▶ _Your goal_
Convert the lines from the one containing "Target: safety glasses" through the end of the rows, inclusive, into a Markdown table with columns Number and Line. Skip blank lines and put only those lines in the table.

▶ _Raw data_
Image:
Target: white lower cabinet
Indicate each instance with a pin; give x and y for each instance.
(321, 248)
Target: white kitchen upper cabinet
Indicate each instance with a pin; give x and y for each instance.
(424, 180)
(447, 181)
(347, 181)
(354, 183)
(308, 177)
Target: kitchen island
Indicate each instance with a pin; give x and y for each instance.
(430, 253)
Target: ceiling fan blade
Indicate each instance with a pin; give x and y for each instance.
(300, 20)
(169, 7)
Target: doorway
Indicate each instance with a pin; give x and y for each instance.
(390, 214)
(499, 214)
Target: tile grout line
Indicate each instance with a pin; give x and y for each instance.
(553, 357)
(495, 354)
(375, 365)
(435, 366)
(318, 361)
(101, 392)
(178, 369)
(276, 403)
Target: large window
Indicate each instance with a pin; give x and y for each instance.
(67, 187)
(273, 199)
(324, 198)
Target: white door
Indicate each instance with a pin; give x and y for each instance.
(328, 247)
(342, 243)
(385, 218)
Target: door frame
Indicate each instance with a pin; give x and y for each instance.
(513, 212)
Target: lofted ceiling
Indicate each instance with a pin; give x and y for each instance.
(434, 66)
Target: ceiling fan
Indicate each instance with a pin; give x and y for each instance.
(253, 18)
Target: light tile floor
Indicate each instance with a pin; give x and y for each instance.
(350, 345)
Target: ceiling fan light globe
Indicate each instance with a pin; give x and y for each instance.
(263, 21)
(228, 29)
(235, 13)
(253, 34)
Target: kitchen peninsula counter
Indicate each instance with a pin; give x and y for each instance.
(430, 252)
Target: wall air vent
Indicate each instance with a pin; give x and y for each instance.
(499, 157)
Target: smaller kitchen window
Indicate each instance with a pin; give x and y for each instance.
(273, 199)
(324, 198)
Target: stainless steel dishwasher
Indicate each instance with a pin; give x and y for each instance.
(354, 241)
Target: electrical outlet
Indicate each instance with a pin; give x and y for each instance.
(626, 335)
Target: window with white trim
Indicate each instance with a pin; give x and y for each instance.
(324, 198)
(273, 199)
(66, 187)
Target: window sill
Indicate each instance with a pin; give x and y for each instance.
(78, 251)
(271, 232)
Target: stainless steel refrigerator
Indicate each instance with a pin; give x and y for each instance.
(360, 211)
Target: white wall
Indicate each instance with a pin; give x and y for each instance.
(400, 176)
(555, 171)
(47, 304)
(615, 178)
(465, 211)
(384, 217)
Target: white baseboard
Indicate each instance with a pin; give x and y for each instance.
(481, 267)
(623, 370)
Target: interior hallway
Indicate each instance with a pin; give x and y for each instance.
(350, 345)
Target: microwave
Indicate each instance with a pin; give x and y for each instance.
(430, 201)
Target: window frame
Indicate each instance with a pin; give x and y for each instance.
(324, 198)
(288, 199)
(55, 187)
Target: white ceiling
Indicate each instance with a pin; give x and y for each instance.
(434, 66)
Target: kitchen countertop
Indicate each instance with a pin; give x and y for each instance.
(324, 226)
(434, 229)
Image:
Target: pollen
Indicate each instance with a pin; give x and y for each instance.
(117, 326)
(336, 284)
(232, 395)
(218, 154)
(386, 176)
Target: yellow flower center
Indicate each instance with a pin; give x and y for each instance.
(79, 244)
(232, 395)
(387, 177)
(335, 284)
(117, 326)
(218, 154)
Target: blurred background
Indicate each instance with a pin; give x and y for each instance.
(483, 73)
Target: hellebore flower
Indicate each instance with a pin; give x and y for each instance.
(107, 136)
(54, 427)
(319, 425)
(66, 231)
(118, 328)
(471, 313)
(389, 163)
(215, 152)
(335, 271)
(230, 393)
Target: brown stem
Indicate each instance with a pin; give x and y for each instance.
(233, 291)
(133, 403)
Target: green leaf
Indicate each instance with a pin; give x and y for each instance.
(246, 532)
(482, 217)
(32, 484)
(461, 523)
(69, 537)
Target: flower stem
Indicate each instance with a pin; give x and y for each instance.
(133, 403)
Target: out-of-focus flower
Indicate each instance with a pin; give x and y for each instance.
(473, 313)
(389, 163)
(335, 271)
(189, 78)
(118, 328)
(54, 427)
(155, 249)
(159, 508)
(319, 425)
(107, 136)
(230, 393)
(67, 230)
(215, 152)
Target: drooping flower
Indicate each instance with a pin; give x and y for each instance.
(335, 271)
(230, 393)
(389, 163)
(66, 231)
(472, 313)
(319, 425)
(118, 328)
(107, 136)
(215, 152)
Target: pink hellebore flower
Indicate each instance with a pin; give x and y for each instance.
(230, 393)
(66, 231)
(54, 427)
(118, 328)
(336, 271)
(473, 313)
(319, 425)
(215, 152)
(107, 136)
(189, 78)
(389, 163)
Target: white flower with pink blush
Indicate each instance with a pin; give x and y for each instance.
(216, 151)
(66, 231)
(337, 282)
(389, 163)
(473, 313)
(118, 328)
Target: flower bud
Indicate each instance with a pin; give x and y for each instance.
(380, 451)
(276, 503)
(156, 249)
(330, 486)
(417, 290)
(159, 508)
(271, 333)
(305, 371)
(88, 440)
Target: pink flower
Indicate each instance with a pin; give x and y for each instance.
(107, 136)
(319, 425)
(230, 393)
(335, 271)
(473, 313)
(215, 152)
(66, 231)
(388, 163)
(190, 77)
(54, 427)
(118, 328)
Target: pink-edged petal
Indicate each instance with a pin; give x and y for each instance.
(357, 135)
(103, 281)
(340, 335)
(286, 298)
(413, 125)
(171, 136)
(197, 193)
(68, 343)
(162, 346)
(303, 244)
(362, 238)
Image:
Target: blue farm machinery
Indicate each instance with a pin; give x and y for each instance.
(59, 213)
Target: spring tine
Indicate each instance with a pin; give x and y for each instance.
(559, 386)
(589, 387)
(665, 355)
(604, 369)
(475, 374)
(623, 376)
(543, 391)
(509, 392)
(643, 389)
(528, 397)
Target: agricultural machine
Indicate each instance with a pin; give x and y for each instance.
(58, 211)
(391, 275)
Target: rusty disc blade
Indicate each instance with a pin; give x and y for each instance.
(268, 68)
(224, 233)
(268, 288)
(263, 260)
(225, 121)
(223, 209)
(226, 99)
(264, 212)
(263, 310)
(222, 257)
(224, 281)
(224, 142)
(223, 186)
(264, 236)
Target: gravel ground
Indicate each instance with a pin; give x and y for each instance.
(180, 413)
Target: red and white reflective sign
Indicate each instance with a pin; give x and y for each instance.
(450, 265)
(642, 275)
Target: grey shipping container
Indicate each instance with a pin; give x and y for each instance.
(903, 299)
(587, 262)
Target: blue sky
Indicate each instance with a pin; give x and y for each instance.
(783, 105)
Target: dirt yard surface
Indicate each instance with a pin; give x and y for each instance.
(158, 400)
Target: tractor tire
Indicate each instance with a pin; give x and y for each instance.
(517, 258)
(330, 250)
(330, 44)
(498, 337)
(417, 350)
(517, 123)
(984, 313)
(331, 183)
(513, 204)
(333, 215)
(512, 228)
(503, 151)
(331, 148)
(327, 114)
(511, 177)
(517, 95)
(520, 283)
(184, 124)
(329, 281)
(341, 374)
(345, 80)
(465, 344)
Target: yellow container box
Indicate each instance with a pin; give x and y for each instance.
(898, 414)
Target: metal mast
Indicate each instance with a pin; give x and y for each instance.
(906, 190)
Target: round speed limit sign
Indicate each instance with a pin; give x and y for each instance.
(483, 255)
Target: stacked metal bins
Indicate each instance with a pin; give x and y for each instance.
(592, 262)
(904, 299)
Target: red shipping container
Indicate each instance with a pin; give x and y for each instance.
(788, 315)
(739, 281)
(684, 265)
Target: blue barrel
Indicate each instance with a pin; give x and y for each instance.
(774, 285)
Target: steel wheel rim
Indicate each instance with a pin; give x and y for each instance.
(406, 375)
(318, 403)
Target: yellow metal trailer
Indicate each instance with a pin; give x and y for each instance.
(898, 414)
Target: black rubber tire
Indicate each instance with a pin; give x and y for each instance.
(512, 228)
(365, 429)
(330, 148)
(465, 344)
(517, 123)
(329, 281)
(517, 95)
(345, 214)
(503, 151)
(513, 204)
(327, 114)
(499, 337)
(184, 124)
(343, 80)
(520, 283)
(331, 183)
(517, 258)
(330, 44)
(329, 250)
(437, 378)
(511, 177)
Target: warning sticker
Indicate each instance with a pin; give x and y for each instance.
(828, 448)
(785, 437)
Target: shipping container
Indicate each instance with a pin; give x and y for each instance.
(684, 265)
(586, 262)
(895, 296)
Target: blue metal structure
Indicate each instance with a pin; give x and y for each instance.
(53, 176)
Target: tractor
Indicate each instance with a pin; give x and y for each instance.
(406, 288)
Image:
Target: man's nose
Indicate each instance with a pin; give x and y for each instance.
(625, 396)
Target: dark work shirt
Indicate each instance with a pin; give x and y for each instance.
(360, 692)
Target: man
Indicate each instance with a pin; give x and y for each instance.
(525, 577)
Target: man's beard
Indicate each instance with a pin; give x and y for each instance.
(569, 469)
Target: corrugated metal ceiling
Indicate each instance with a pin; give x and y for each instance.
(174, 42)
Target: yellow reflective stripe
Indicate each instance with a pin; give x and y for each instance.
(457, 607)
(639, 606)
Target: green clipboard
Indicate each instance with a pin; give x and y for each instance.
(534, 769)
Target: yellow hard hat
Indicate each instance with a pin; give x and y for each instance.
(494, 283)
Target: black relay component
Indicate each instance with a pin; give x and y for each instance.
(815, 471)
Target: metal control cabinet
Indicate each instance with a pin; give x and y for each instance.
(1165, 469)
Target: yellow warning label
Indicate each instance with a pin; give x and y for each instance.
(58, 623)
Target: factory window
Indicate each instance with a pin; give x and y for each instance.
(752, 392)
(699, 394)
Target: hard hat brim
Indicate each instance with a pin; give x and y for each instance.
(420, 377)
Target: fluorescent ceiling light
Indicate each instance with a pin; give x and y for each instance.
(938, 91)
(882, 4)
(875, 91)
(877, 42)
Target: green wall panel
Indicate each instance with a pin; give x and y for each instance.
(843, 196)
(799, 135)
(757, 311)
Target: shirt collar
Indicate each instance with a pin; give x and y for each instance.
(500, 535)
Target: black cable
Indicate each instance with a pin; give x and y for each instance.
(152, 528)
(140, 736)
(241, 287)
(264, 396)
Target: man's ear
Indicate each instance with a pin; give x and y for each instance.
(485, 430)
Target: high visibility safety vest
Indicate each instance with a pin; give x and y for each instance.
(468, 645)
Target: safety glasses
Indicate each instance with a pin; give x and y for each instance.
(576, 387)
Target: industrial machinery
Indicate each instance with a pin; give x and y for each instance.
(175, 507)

▶ _Solution to this exercise_
| Number | Line |
|---|---|
| 1 | Target: safety glasses |
| 2 | Indicate each instance with a pin; give x and y for each instance. |
| 3 | (576, 387) |
| 4 | Target: industrial machinery |
| 5 | Indicate each instance with a pin; give x and y for each instance. |
| 6 | (175, 507) |